### RECORDS FOR THIS EXERCISE
----

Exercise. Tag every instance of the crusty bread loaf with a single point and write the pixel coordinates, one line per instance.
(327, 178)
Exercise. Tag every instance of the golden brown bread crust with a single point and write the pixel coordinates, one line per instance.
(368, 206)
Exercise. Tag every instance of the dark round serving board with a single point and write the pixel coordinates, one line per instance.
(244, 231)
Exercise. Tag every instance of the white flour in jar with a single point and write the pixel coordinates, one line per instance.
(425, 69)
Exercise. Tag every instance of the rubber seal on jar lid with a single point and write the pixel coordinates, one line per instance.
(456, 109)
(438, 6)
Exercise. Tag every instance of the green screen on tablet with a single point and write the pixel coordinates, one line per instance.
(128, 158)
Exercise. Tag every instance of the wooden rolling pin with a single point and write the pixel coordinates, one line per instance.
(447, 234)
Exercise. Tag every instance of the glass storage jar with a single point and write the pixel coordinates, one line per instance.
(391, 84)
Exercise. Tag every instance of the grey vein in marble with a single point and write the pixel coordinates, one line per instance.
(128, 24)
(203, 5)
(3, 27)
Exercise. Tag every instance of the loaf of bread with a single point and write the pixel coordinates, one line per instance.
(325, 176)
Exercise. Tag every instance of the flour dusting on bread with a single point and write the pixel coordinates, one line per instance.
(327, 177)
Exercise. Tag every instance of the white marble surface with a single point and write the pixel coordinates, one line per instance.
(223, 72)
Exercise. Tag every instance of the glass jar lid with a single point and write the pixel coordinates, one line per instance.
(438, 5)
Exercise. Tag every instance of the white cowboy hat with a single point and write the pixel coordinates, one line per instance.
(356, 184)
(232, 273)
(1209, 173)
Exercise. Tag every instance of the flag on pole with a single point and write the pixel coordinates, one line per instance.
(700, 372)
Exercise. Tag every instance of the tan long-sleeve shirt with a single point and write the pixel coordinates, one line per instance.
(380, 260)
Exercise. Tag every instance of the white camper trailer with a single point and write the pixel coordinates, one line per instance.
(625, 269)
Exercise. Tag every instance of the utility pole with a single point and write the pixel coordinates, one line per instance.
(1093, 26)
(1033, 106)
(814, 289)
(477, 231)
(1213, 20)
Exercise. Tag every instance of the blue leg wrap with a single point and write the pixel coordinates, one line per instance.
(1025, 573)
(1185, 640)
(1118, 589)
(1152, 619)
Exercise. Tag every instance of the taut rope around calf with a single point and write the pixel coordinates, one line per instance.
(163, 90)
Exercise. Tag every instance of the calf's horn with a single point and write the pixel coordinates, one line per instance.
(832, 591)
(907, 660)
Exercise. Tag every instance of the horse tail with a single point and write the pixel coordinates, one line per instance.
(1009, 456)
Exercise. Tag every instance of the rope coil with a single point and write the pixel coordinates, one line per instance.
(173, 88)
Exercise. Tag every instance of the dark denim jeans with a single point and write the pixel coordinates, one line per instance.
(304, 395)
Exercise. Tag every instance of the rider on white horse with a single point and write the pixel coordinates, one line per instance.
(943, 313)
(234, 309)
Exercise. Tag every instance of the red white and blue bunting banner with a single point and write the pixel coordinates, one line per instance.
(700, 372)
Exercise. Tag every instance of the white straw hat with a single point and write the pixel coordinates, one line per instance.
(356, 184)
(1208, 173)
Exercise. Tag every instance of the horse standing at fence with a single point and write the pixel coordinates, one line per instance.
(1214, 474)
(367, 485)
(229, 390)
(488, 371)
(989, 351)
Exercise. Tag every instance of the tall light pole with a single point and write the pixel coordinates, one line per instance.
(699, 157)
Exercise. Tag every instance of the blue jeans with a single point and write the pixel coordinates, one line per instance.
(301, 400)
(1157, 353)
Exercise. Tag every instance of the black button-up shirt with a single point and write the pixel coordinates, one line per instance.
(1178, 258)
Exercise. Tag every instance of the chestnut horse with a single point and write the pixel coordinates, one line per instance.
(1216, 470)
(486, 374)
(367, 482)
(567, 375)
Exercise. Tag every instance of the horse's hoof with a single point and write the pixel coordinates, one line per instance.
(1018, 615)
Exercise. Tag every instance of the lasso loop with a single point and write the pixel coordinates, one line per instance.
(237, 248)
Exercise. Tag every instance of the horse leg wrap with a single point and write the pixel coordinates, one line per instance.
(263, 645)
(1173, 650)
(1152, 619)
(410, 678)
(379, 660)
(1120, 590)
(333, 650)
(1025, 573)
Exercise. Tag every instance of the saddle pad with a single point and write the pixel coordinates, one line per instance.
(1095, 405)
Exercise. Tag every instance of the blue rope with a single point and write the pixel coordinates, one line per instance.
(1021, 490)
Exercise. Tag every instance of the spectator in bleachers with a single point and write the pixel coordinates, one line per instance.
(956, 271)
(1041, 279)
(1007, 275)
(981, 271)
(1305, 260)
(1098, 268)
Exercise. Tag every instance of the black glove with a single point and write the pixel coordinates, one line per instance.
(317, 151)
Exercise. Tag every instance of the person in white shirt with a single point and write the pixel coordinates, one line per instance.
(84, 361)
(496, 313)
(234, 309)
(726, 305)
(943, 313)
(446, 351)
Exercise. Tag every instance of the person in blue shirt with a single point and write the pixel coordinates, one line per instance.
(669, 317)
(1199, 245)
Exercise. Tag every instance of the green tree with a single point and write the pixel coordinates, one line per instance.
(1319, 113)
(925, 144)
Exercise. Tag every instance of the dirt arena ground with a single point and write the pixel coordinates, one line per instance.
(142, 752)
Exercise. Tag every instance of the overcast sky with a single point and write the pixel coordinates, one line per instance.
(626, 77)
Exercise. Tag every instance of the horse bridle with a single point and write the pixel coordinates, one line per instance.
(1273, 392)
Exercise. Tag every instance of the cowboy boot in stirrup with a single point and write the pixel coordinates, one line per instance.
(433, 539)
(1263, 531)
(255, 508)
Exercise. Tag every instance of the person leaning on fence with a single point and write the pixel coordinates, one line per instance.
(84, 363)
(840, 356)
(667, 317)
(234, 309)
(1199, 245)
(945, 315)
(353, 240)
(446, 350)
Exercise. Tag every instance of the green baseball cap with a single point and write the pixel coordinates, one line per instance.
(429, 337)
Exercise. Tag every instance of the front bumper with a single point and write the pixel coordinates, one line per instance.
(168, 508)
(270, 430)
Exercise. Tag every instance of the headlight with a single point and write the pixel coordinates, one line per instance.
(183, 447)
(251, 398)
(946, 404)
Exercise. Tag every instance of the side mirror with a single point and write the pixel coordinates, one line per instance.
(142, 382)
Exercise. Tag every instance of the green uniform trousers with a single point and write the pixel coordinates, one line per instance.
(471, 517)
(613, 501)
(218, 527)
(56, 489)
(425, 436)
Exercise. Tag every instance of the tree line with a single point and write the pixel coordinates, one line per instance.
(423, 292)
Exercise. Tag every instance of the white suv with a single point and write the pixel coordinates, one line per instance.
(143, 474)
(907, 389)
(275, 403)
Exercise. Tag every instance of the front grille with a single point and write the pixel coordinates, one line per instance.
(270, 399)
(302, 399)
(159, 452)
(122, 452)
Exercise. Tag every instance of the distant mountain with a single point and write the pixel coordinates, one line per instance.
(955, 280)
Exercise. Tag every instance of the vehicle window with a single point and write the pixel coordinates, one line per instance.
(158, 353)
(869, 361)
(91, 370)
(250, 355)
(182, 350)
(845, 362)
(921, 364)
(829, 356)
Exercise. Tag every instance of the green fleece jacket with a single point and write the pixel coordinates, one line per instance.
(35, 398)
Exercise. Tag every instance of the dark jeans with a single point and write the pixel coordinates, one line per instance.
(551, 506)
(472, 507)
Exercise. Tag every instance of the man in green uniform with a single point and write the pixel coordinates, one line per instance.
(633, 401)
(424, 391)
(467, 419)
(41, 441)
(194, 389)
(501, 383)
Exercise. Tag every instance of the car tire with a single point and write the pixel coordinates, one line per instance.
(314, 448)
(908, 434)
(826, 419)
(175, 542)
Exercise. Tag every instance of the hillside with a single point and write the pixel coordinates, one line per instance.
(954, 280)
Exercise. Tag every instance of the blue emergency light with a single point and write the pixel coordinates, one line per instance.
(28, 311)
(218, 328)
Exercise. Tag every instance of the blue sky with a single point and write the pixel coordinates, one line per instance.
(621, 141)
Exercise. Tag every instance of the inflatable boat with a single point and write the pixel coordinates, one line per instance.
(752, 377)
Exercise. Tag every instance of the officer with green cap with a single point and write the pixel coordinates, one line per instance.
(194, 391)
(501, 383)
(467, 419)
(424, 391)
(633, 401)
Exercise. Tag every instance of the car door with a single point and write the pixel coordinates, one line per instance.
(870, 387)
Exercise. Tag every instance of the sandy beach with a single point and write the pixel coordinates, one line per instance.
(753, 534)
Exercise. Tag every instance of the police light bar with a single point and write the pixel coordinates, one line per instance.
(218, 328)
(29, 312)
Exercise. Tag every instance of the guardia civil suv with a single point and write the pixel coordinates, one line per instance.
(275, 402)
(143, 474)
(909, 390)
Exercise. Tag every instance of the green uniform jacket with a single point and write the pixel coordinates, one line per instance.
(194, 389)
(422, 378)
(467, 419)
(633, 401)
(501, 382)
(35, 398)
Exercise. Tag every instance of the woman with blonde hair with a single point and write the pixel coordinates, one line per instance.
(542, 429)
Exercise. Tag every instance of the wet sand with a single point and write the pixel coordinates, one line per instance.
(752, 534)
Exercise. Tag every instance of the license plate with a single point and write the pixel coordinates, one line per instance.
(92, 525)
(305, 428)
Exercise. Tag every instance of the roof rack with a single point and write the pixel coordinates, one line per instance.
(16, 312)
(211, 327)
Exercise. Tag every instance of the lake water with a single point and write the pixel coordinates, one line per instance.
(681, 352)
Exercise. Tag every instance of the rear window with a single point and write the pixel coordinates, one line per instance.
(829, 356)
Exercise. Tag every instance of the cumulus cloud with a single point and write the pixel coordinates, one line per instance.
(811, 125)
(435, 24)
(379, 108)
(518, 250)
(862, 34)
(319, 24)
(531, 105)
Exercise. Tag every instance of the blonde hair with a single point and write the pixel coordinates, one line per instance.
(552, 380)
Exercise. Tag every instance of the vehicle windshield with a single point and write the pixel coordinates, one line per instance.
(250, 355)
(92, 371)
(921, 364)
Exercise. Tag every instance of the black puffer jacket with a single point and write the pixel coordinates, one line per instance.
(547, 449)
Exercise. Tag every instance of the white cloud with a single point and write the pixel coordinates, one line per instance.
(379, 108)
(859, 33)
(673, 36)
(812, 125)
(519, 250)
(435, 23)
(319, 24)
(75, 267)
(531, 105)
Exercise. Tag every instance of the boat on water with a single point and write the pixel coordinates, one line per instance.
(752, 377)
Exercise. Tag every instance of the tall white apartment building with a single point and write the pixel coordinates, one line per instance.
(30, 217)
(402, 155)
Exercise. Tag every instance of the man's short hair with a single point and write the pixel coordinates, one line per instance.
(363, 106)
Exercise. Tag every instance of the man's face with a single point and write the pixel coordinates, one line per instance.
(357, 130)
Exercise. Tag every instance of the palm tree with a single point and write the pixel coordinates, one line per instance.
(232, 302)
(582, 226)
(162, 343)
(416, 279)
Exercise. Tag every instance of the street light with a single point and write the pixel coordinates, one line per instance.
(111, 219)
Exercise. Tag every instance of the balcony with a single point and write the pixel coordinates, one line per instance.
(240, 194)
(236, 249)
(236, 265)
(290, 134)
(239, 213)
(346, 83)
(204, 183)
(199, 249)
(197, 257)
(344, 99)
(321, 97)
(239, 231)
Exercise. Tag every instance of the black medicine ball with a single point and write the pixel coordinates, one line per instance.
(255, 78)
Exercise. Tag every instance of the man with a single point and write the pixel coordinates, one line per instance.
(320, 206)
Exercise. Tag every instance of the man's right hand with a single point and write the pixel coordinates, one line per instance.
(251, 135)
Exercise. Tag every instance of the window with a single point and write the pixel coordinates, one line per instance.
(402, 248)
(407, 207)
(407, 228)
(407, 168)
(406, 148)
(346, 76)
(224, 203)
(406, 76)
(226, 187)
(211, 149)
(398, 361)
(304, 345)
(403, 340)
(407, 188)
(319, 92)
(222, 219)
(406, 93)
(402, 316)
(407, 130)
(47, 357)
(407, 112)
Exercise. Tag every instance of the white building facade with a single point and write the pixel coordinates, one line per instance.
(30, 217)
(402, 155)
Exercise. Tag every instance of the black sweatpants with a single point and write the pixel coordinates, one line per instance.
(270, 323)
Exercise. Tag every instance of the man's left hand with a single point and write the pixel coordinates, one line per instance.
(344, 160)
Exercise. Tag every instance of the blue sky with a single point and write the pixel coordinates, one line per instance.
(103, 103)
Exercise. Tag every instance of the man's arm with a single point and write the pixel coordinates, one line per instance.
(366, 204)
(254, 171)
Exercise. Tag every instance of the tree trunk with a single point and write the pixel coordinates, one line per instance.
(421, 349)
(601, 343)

----

### EXERCISE AIM
Reproduce the listing above exactly from the line containing "Exercise. Tag every instance of the man's left" through its last line, with both of those lines included.

### RESPONSE
Exercise. Tag every instance of the man's left hand with a single point and write the pixel coordinates, one line per instance.
(344, 160)
Exercise. Tag every instance of the blue sky with a single point and write the pixel coordinates, one line per instance.
(103, 103)
Exercise. Tag every instance of the man's arm with a single point and write the pixel coordinates, one line per instance.
(366, 204)
(254, 171)
Exercise. Tag every instance of the tree trunk with a single point and write the pixel coordinates, one line per instance.
(421, 349)
(601, 343)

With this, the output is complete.